Only one stretch of the data is wanted: the line containing "positive clicks: (379, 210)", the line containing "negative clicks: (313, 186) (326, 219)", and every line between them, copied exactly.

___ PROVIDED RECORDS ___

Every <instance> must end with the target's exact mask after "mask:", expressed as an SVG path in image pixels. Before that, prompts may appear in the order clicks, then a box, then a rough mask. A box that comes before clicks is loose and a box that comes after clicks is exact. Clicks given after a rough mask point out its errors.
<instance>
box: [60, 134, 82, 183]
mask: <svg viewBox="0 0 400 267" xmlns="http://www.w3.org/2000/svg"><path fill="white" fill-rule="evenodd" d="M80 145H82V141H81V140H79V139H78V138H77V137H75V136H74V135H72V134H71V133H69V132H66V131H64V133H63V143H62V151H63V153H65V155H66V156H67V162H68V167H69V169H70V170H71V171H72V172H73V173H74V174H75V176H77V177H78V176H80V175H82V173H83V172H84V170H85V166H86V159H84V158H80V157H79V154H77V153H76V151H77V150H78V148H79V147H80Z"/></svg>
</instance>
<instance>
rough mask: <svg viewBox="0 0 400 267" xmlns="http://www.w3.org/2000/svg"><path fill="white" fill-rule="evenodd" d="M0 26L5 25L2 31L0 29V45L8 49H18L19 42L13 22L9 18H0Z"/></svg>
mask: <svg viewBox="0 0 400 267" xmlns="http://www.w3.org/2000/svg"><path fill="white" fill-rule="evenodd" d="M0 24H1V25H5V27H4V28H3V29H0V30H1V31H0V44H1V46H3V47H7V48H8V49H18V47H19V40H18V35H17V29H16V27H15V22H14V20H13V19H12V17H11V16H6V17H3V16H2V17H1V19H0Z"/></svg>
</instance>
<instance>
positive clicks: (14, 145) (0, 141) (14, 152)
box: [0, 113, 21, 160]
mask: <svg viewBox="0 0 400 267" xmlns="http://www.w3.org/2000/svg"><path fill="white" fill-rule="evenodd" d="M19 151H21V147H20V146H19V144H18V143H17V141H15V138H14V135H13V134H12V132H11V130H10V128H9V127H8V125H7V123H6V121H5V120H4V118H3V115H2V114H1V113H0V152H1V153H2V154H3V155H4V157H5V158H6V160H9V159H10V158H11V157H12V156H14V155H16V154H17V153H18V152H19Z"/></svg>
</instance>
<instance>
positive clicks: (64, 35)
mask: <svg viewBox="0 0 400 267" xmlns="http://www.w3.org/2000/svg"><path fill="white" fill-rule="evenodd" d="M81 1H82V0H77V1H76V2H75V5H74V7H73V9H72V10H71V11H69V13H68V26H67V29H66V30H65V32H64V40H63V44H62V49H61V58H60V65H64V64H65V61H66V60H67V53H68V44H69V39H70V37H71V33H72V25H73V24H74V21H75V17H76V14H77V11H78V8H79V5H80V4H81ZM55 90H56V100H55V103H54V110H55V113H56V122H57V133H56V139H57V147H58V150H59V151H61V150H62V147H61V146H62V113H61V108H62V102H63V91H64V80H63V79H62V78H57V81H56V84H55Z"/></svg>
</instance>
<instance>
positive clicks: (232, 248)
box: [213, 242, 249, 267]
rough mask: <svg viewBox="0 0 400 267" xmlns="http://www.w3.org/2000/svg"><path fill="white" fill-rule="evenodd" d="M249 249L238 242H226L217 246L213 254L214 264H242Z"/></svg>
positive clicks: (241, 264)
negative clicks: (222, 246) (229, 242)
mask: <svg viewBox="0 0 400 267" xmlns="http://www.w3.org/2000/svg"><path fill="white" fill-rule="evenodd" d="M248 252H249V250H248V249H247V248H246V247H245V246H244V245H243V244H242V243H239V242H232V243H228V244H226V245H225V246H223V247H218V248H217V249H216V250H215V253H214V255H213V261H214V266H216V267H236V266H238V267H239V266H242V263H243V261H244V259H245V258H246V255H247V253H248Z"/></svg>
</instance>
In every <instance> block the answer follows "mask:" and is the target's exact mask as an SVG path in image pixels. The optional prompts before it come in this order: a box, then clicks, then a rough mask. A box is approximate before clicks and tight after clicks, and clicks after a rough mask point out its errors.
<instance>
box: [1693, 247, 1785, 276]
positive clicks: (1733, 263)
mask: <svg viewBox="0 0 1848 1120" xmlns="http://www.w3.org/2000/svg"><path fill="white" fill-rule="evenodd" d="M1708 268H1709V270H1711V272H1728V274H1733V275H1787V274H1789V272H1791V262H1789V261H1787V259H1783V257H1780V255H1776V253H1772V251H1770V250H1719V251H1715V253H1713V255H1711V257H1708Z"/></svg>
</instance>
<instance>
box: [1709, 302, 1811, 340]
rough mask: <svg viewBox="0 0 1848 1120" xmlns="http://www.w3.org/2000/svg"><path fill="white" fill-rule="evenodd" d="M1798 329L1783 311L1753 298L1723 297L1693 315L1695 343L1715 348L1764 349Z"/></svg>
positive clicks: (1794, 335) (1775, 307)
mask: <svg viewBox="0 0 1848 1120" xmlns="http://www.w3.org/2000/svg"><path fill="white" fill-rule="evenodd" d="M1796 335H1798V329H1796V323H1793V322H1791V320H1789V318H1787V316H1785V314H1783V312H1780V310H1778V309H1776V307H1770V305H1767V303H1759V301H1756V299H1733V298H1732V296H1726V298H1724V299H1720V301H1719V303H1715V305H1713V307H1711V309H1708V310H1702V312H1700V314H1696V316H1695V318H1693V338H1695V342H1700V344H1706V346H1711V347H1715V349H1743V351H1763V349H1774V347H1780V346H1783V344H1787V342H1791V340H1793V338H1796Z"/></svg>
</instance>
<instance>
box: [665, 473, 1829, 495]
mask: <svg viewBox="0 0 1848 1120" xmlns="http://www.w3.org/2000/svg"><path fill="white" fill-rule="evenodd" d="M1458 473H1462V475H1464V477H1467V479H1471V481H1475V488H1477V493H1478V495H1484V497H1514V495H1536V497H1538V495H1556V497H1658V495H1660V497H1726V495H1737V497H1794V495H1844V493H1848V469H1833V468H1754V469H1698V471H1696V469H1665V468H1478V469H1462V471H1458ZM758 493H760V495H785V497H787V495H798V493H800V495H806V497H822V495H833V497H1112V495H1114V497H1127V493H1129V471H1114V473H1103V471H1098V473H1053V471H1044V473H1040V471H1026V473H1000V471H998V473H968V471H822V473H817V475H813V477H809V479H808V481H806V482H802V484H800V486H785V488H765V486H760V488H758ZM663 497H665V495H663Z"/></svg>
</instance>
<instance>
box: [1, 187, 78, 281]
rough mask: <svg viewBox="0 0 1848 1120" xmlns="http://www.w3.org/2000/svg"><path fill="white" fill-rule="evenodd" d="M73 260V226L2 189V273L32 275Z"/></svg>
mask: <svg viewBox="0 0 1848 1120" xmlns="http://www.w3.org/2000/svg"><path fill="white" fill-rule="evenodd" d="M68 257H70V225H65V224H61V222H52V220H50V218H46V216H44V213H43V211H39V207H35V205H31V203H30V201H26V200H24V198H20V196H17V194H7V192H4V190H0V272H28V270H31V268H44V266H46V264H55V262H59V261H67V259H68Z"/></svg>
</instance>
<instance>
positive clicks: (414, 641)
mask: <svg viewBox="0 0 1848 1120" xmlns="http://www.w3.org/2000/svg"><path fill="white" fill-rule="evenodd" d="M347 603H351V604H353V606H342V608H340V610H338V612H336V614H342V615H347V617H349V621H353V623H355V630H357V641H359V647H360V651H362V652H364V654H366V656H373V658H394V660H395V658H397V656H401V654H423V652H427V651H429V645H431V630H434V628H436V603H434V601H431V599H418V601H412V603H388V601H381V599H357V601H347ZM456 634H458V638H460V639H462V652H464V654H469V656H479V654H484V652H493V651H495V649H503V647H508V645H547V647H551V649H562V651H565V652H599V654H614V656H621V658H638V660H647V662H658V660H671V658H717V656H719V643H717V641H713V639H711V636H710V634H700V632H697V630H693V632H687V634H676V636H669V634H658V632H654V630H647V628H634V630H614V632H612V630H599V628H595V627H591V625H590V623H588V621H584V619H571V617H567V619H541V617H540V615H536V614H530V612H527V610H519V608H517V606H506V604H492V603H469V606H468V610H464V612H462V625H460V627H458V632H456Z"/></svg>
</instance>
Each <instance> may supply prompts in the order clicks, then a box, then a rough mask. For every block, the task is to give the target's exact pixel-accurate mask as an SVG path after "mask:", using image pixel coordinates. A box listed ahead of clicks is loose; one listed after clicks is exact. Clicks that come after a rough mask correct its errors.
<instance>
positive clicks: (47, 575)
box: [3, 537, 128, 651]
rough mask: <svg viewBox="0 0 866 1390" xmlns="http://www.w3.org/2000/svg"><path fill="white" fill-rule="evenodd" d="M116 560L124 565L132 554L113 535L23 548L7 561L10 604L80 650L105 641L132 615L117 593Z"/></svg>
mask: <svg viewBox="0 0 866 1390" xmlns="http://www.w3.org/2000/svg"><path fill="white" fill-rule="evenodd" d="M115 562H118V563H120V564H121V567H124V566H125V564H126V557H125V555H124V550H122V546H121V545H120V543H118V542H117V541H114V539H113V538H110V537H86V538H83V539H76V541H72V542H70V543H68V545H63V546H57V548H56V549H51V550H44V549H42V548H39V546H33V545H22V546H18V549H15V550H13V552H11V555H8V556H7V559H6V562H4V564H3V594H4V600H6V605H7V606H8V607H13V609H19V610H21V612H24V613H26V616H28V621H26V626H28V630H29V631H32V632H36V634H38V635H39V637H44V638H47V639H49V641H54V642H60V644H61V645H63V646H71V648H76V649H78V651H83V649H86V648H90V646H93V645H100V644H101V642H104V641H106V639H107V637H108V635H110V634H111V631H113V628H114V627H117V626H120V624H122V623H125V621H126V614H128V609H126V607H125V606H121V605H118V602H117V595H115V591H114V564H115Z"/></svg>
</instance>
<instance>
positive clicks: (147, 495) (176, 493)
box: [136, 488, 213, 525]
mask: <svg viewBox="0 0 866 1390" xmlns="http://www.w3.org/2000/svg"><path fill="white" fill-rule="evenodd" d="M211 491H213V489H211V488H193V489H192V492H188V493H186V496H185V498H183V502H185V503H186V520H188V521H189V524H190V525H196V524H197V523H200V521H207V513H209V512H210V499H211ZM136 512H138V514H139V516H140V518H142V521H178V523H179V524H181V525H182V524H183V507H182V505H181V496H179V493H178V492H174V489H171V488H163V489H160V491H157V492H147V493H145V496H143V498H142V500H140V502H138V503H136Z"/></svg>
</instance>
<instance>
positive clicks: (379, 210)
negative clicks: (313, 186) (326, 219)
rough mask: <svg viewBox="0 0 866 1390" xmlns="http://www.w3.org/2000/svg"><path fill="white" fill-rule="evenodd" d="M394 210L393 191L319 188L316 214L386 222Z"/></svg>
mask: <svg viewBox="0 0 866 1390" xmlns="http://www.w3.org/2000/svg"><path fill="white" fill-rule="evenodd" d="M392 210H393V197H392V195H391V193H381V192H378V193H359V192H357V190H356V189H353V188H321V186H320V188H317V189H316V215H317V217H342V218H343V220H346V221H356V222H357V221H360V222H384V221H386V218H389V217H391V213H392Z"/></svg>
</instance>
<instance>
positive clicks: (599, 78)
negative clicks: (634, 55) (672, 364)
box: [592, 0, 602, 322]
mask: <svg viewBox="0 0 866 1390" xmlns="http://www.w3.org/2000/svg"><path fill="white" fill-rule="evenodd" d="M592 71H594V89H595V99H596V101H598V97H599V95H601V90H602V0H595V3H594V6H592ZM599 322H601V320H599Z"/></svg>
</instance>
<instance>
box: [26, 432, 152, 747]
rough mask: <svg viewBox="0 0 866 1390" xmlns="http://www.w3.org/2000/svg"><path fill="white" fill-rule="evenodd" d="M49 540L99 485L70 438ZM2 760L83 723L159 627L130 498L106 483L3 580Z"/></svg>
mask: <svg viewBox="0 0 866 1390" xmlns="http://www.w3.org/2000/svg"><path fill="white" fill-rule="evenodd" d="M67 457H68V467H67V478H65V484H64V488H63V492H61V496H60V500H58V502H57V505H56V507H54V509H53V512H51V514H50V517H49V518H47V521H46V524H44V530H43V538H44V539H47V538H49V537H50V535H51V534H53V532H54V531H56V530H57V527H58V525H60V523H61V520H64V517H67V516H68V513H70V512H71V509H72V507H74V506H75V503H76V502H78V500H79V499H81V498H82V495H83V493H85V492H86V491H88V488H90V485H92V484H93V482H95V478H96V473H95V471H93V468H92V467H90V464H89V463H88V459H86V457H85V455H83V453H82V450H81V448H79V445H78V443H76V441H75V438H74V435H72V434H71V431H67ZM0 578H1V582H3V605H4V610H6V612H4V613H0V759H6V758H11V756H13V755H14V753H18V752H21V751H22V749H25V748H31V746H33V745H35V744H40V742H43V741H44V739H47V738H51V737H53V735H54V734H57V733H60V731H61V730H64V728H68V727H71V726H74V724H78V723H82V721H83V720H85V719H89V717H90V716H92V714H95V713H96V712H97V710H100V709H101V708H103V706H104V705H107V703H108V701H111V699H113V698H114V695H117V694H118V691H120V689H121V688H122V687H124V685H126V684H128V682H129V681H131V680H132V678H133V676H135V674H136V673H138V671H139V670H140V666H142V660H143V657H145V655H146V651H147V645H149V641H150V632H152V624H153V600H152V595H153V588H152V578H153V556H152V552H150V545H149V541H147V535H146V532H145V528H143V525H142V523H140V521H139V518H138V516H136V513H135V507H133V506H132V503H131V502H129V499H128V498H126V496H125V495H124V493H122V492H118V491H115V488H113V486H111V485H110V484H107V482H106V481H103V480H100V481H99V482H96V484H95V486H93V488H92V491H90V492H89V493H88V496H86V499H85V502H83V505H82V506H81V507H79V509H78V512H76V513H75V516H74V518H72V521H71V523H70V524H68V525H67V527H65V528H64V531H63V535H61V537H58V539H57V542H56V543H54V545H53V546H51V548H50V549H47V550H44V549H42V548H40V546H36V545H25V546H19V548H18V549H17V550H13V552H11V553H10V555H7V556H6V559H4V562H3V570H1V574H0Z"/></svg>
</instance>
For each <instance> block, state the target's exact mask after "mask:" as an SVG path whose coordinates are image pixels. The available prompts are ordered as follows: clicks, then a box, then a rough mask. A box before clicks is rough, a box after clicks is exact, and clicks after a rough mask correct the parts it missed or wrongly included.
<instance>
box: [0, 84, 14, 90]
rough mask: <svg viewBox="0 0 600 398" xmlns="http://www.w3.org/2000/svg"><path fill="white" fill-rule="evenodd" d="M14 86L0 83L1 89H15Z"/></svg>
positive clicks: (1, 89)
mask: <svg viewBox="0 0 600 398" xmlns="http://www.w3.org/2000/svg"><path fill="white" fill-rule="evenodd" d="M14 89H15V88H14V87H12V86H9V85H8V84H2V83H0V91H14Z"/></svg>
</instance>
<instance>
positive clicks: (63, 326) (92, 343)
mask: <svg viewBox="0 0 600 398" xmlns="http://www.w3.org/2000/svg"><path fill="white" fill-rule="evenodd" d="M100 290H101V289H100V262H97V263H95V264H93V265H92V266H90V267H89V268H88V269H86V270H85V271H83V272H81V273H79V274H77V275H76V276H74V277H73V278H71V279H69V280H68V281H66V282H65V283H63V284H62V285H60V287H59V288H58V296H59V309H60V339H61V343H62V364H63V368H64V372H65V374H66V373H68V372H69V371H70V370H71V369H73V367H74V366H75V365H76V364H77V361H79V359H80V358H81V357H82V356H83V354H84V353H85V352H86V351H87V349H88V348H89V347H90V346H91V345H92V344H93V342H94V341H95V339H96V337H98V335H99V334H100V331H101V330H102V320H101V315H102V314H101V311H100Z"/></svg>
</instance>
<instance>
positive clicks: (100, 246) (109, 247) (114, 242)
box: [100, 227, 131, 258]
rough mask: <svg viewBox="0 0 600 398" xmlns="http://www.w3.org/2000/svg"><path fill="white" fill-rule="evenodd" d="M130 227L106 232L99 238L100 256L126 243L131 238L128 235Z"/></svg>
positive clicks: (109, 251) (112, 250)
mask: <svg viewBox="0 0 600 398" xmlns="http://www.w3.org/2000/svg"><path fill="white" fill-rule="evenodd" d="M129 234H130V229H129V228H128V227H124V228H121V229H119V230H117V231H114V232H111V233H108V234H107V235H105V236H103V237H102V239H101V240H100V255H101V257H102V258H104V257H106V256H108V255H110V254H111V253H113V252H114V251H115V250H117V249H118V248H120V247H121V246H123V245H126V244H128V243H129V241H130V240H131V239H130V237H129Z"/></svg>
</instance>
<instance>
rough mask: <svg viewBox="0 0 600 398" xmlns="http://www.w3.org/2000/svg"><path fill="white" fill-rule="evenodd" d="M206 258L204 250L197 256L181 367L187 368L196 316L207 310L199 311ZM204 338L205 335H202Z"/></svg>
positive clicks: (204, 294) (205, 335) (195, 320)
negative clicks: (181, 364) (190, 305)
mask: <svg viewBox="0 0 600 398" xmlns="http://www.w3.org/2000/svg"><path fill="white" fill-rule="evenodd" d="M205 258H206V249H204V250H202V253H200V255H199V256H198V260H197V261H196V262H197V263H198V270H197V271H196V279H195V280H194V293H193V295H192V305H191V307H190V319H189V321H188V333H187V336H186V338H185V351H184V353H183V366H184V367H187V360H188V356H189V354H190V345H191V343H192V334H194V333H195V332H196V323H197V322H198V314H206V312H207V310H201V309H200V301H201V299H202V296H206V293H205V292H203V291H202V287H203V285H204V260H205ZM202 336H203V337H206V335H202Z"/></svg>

___

ANSWER TO THE EXERCISE
positive clicks: (379, 210)
negative clicks: (313, 186) (326, 219)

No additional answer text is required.